— Start of SELECTED TEXT —

Recollect this earlier post on the topic of the Baeyer-Villiger reaction. In 1999 natural abundance kinetic isotope effects were reported[1] and I set out to calculate the values predicted for a particular model constructed using Quantum mechanics. This comparison of measurement and calculation is nowadays a standard verification of both experiment and theory. When the two disagree either the computational model is wrong or incomplete, or the remoter possibility that there is something not understood about the experiment.
In this case, as you can see above, the measured 13C KIE at the carbonyl carbon was in the range 1.045-1.051, whereas the theory (ωB97XD/Def2-TZVP/SCRF=DCM) predicted a significantly smaller value of 1.023 for the first kinetic step, the formation of the tetrahedral intermediate. This was the step suggested by Singleton as rate limiting in the forward direction (there was also a larger disagreement on the 2H KIE at C3/C5, measured as 0.97 and calculated as 0.997 but this might simply be a typographical error).
Now we have to find an explanation, and it was contingent upon myself to show that the theory was properly executed. At this stage, Dan Singleton offered some suggestions on this blog. This one related to how I had calculated the KIE, with Dan suggesting that the method I had used might be too inaccurate to draw any conclusions from. It was up to me to reproduce my results using the method suggested by Dan as the more accurate. And this is where this story really starts.
I had used the Free energy method, which involves calculating the free energies of reactant and product using the built-in thermochemical component of the Gaussian code. Dan’s concern was that such free energies are only reported to an accuracy of 0.000001 Hartree. Since the isotope effect is calculated from differences in these free energies, was this degree of precision high enough to ensure reliable calculated KIE? Better to solve the equations directly and these involve the so-called Bigeleisen-Mayer terms derived from the classical partition functions. I recollected we had used this method back in 1975[2], but I assumed the computer code used was long since lost by myself. Instead Quiver was suggested (first written around 1988 by Keith Laidig at Yale) and I added the comment that the modern version of Quiver is called THERMISTP[3]. All that needed to be done was to acquire a copy of an appropriate code and re-run the KIE calculation using it.

— End of SELECTED TEXT —
— Start of INFORMATION GIVEN —

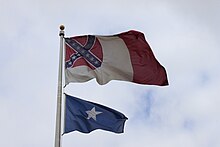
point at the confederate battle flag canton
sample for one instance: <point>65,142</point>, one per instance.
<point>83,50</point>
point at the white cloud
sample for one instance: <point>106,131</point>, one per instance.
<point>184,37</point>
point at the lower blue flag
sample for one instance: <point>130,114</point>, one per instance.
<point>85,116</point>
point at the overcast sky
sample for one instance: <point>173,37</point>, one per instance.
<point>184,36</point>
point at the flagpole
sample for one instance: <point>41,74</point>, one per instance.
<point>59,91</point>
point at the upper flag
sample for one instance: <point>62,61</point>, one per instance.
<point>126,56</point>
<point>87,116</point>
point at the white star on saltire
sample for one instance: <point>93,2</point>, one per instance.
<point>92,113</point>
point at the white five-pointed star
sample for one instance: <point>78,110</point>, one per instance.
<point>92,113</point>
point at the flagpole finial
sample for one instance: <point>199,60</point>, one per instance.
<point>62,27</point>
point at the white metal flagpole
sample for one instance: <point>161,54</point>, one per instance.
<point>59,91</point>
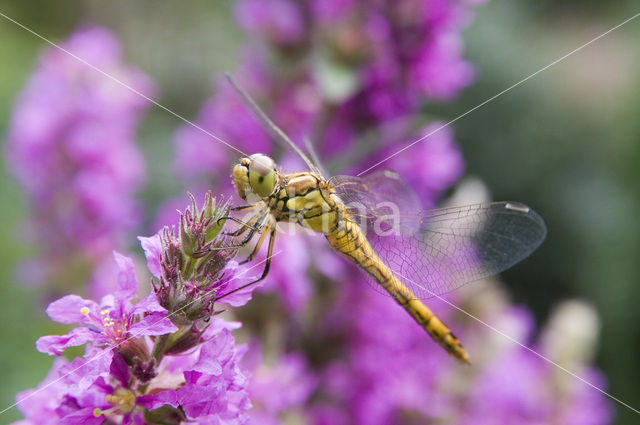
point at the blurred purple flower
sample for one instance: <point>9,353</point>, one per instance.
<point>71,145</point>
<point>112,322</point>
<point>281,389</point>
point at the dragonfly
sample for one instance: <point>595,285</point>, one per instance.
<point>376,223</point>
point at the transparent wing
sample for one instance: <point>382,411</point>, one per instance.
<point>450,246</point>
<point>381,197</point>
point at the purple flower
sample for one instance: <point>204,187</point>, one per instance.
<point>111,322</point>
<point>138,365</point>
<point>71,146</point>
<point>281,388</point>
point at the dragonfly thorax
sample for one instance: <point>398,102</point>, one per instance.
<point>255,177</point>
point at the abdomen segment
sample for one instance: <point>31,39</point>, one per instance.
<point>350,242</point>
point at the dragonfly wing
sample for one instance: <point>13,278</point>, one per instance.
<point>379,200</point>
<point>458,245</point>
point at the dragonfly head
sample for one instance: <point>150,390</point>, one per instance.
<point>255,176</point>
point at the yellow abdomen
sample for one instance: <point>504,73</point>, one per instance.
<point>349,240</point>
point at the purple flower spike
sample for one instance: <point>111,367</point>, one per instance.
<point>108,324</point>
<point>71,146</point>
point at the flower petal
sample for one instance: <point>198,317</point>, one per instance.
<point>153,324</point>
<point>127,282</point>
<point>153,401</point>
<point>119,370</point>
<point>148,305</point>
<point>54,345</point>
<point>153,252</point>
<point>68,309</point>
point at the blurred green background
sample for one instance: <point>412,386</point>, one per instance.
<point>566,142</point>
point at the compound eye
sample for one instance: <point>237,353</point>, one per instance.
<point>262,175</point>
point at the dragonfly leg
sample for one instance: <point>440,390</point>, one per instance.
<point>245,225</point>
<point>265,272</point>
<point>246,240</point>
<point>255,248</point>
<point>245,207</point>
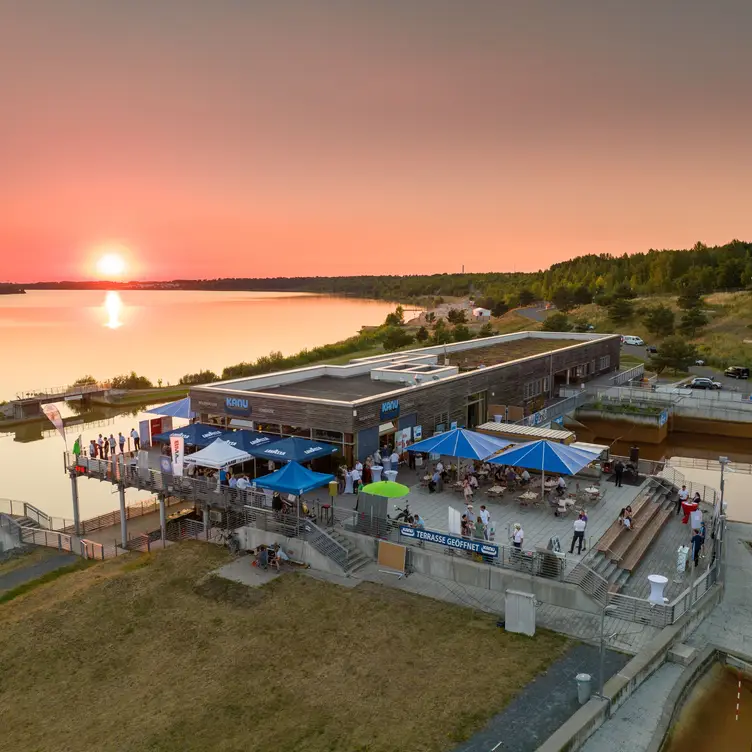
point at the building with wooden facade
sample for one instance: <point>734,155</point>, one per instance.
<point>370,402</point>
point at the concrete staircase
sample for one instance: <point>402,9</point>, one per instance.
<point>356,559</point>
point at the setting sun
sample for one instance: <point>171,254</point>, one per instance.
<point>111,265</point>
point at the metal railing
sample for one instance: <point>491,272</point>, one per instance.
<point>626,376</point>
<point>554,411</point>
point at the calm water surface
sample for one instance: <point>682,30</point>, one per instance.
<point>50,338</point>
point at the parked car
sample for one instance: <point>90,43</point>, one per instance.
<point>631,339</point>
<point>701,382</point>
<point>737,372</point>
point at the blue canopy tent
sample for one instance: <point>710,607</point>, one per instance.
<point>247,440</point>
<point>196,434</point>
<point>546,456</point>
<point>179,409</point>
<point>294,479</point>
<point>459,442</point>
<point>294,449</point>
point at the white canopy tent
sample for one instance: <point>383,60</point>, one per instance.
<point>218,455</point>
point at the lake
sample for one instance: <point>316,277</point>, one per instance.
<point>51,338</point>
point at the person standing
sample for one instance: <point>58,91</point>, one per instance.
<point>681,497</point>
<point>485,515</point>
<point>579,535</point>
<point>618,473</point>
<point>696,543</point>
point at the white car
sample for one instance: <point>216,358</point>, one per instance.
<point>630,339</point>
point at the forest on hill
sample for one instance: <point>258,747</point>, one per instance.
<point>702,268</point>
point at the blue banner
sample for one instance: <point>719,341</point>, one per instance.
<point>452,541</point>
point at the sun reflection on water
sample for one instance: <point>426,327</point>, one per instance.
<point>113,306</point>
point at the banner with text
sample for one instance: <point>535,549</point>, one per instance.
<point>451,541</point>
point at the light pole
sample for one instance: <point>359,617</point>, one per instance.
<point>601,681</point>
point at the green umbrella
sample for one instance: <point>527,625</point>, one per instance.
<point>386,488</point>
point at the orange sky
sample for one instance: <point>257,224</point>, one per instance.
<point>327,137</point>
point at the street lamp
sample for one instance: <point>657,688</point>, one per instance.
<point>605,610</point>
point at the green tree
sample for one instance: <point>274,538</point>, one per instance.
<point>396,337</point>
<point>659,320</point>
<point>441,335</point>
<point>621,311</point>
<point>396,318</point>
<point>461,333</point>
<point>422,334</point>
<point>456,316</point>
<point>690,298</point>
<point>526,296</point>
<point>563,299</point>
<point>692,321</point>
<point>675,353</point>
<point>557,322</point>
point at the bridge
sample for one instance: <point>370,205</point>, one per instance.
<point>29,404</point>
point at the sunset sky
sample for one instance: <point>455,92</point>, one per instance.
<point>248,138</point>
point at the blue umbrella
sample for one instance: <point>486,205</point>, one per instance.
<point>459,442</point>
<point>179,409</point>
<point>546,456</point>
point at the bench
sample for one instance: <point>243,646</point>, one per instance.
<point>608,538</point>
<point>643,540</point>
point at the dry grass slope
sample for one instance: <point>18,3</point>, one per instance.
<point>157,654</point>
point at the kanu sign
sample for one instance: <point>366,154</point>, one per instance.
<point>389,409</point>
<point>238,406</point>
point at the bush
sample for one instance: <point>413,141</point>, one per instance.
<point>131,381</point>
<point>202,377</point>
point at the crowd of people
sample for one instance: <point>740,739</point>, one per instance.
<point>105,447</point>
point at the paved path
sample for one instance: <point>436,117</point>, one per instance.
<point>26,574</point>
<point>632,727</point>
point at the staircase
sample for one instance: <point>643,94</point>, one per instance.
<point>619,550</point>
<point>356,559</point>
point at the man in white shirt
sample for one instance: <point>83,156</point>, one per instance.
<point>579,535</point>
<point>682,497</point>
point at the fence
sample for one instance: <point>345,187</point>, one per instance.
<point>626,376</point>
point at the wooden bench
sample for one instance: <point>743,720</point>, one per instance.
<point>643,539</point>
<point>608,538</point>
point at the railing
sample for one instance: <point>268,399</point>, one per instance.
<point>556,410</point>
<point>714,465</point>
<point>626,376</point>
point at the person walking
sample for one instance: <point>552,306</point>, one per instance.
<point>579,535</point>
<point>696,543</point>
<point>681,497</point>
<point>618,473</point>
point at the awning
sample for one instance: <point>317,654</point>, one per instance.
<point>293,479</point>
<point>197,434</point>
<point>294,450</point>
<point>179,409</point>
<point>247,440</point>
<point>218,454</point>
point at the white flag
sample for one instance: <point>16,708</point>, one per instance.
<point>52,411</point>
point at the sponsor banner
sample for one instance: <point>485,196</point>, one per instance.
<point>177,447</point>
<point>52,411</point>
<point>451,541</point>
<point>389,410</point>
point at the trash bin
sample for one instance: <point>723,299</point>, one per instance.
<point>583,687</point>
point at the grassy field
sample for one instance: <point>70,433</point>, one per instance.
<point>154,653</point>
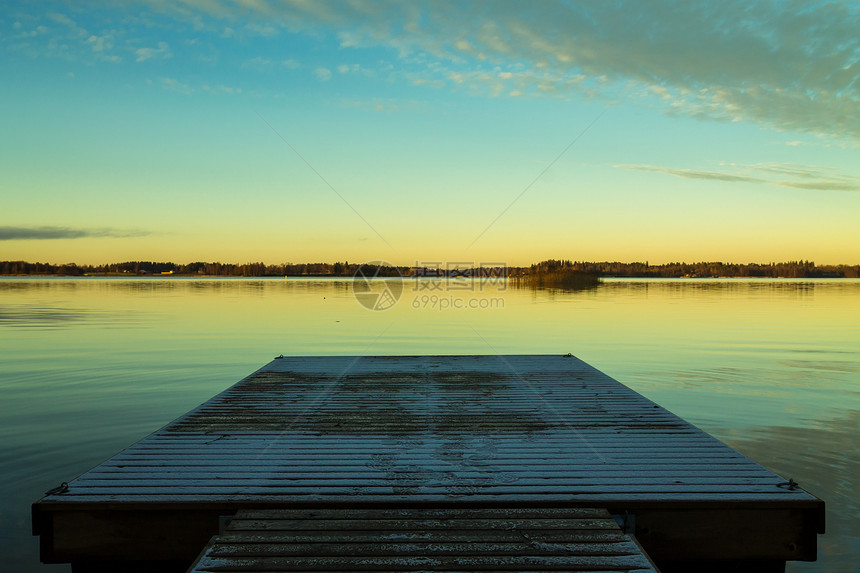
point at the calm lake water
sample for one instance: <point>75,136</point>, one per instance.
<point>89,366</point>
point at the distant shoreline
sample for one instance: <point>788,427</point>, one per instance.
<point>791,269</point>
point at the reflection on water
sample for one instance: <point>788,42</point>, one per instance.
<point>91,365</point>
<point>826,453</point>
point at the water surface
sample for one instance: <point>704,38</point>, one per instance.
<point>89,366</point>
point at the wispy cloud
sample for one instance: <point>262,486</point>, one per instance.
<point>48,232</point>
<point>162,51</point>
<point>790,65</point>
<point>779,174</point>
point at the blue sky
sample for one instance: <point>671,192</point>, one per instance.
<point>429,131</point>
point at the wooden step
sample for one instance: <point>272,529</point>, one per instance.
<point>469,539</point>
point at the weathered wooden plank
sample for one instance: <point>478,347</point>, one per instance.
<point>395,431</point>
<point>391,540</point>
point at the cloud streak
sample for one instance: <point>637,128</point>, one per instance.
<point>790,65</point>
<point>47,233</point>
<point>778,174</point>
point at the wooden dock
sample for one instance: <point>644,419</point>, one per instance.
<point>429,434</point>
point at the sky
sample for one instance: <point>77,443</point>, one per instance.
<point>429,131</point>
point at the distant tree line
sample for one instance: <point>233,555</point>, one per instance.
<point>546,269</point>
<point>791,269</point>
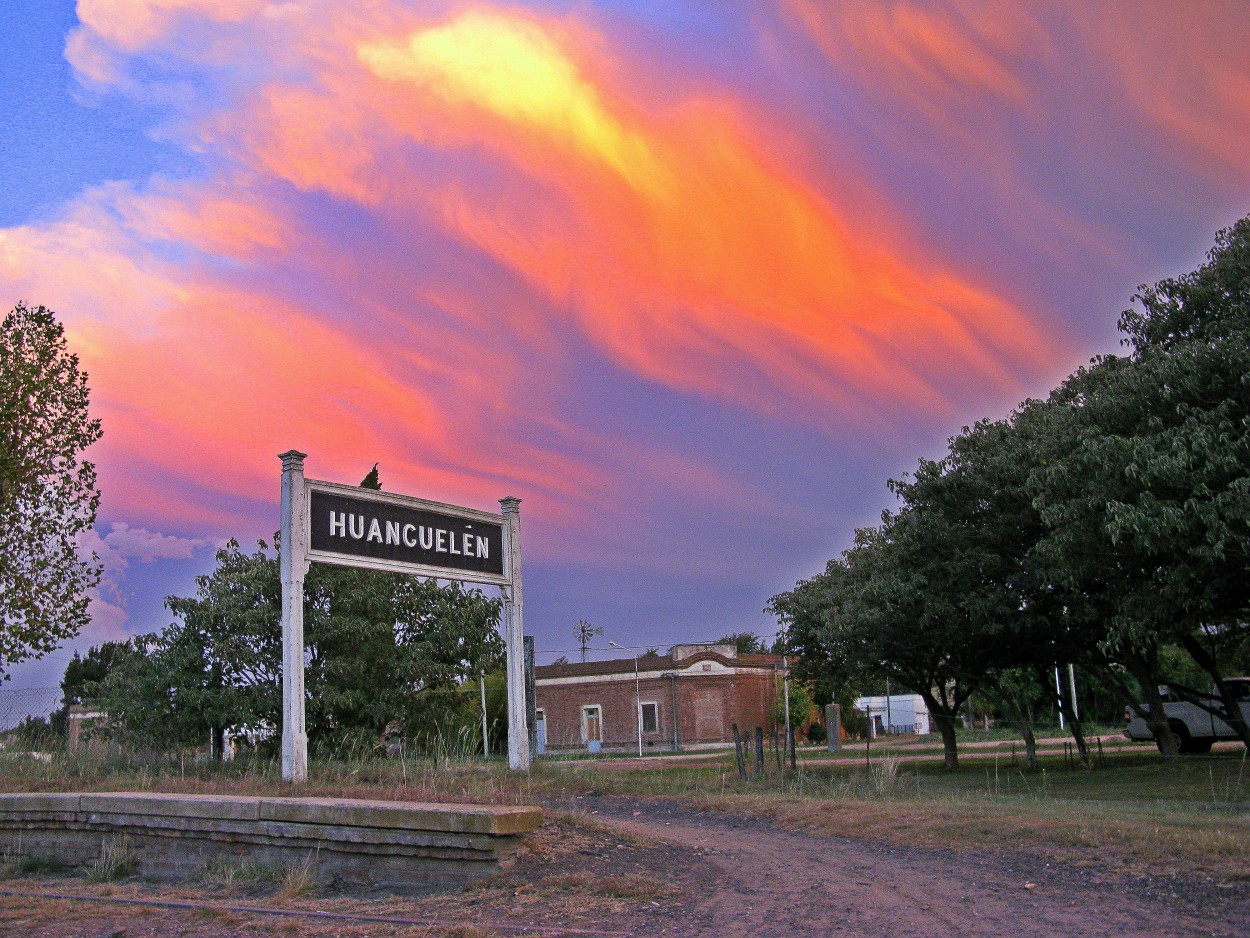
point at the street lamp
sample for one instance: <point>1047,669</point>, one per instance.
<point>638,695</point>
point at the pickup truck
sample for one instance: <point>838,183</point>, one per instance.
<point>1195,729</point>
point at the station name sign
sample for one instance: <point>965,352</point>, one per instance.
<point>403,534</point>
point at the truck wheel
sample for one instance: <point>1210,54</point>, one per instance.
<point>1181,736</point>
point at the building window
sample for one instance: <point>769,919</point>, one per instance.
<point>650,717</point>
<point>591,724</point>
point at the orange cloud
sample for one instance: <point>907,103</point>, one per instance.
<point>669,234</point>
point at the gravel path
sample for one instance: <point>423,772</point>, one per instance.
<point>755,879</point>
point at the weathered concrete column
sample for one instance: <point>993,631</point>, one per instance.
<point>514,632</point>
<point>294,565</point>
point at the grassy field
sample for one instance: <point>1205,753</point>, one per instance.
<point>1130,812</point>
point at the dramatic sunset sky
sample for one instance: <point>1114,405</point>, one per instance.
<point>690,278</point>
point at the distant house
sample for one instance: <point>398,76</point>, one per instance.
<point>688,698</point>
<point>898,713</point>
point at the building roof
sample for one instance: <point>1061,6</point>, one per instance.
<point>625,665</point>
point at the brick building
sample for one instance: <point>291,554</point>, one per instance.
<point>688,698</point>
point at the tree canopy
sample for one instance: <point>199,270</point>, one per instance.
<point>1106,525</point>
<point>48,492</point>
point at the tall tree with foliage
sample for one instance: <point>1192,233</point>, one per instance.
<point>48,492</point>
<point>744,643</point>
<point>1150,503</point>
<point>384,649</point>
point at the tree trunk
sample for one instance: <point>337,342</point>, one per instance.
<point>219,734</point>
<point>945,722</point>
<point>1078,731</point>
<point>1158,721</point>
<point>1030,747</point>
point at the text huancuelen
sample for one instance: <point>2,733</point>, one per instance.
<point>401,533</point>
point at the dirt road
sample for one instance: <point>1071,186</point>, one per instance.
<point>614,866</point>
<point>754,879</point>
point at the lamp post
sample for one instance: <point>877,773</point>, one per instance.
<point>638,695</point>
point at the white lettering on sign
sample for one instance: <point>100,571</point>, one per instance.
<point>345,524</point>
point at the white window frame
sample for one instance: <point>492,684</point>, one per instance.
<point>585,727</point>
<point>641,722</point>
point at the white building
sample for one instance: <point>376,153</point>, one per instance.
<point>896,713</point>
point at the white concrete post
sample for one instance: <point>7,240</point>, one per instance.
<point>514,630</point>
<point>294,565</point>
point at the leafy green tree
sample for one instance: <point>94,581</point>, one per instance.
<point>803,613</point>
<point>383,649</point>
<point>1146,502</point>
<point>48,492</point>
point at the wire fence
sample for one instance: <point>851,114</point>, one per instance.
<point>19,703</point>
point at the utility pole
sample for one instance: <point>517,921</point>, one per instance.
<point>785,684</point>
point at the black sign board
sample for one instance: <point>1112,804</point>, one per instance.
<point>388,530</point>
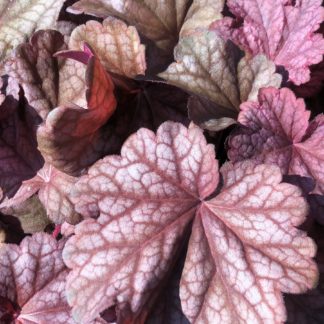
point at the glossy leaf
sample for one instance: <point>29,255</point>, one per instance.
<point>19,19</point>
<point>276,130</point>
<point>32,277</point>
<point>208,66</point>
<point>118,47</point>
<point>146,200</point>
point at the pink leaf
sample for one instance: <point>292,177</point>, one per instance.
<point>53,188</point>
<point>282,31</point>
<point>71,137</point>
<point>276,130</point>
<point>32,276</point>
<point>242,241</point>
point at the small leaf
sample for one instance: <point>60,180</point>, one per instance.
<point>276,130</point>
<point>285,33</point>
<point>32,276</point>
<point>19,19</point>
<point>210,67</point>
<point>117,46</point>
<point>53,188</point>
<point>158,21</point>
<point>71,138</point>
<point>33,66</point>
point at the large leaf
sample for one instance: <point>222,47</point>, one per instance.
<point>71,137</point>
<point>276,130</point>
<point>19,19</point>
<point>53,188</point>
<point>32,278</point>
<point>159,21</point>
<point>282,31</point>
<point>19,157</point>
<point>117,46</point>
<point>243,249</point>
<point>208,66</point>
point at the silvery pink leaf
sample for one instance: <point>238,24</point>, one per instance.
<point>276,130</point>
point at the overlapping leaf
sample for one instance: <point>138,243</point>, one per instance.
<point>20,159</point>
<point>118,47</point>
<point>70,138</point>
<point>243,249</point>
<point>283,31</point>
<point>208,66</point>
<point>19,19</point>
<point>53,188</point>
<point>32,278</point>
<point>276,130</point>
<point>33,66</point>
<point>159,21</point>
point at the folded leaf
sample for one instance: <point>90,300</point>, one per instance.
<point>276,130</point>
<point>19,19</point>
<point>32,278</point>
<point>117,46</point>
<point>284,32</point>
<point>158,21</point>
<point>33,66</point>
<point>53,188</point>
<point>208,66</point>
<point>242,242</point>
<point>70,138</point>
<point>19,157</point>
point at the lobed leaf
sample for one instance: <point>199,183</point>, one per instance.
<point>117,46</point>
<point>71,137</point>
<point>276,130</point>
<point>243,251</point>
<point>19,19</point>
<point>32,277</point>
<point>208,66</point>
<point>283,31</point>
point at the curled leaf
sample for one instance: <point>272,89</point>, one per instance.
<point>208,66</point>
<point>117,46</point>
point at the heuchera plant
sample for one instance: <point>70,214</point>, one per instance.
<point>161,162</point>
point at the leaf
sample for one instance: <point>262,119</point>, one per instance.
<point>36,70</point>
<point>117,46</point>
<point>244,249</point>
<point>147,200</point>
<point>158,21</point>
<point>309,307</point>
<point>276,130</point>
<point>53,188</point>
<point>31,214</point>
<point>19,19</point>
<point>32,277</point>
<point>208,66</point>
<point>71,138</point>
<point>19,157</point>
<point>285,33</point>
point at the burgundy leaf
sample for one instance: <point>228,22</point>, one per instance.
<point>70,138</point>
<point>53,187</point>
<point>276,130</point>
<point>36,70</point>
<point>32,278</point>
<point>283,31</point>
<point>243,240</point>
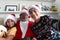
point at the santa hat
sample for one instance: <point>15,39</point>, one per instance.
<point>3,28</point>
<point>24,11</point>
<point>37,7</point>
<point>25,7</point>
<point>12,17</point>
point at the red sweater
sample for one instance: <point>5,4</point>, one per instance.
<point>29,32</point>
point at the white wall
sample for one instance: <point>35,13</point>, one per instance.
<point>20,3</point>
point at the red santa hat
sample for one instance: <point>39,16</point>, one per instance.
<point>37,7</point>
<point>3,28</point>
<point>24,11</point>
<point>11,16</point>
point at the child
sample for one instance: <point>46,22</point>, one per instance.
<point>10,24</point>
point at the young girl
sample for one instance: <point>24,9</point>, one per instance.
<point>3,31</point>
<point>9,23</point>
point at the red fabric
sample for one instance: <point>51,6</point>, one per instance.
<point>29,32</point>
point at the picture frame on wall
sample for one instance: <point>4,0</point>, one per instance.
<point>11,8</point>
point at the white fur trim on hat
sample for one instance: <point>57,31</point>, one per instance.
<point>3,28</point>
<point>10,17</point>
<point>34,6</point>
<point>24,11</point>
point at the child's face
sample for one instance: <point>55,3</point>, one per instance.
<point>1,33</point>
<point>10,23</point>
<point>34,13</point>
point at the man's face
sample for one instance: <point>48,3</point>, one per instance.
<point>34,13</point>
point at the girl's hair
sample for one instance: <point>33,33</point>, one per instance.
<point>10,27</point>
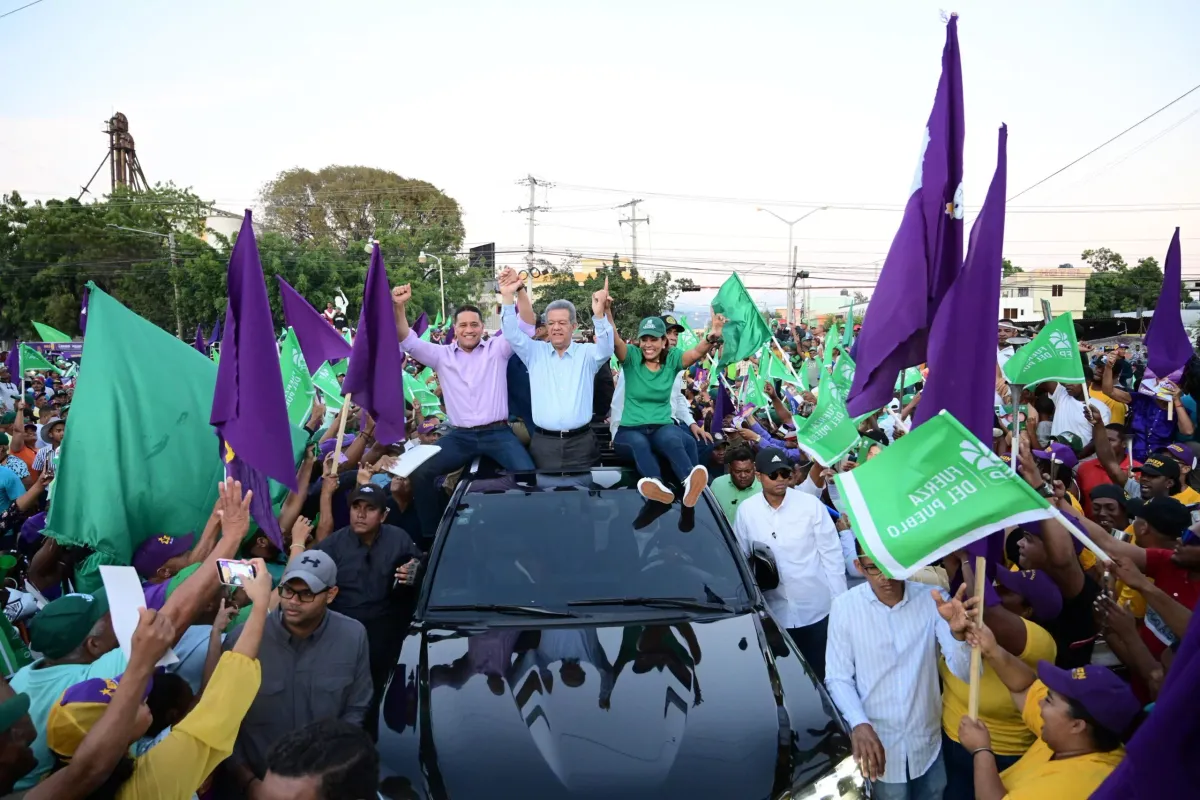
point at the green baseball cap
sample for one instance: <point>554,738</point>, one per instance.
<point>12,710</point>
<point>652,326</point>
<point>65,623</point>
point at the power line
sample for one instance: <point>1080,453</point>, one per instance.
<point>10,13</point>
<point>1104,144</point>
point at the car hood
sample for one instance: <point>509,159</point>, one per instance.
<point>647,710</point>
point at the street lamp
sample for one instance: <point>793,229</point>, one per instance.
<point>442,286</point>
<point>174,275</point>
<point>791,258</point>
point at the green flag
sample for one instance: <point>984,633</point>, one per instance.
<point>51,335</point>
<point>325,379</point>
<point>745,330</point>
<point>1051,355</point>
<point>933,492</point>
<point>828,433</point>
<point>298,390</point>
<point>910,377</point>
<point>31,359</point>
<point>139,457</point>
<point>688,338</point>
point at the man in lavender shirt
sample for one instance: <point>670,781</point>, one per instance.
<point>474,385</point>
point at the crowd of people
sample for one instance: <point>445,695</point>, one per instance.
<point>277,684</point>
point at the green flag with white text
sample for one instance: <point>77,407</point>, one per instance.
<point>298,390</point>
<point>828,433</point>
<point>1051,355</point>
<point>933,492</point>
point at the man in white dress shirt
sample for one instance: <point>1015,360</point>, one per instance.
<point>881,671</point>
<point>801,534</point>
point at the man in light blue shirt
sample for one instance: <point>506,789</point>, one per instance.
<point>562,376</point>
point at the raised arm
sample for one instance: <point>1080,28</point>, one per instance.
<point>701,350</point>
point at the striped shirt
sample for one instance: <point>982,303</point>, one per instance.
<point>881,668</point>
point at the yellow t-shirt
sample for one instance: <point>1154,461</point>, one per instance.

— End of INFORMATION GIVEN —

→ **CHALLENGES**:
(a) Do the following statements agree with the Baeyer-Villiger text above? Answer yes or no for each, and quote the words of the text that decide it. (i) The measured 13C KIE at the carbonyl carbon was larger than the value the theory predicted. (ii) Quiver was first written around 1975. (iii) The writer expected the computer code from the earlier work to still be available.
(b) Take the Baeyer-Villiger text further, continuing on from its final sentence.

→ **TASK-BY-TASK ANSWERS**:
(a)
(i) Yes: "the measured 13C KIE at the carbonyl carbon was in the range 1.045-1.051, whereas the theory (ωB97XD/Def2-TZVP/SCRF=DCM) predicted a significantly smaller value of 1.023"
(ii) No: "first written around 1988 by Keith Laidig at Yale"
(iii) No: "I assumed the computer code used was long since lost by myself"

(b)
And now comes the true purpose of this post, which is reproducing a calculation that might have been done ~20 years ago using computer code. Issues such as:
- Does the code still exist in either Source form or Executable form?
- If it does, will it still run correctly on a modern computer?
- Is it documented sufficiently to allow someone not immersed in the code to run it. After ~20 years, it might not be possible to talk to the original coders for explanations.
So this is what happened when I investigated.
- Requests for the THERMISTP code of its authors, by email, have not yet brought a response. They may still, but one has to recognise that they may not. For example (unless I missed it), the article in which THERMISTP is cited[3] does not document how the code described in that article might be obtained (but the authors’ emails are provided).
- I then followed up Dan’s suggestion to use Quiver. A copy was tracked down at http://www.chem.ucla.edu/~mccarren/houkGroup.html and a tar archive was available. The program comes as Quiver itself and a pre-program called qcrunch is used to prepare the data for Quiver.
- It comes with pretty good (and brief!) documentation.
- Fortran source code for Quiver (quiver.f) is available which is good, since one can compile it for one’s favourite machine (in my case a Mac running OS X). One can also read the comments to discover information beyond that provided by the documentation.
- qcrunch however is only provided as an executable, and that means running it on Linux. One cannot read the comments!
- When I ran qcrunch, it complained that an auxiliary program was not available to it. It wanted to run something associated with Gaussian 94, sadly long since gone from our systems. With no source code available I would have to fool qcrunch into thinking that Gaussian09 was really Gaussian94. It involves symbolic links and such and needs a little Unix expertise.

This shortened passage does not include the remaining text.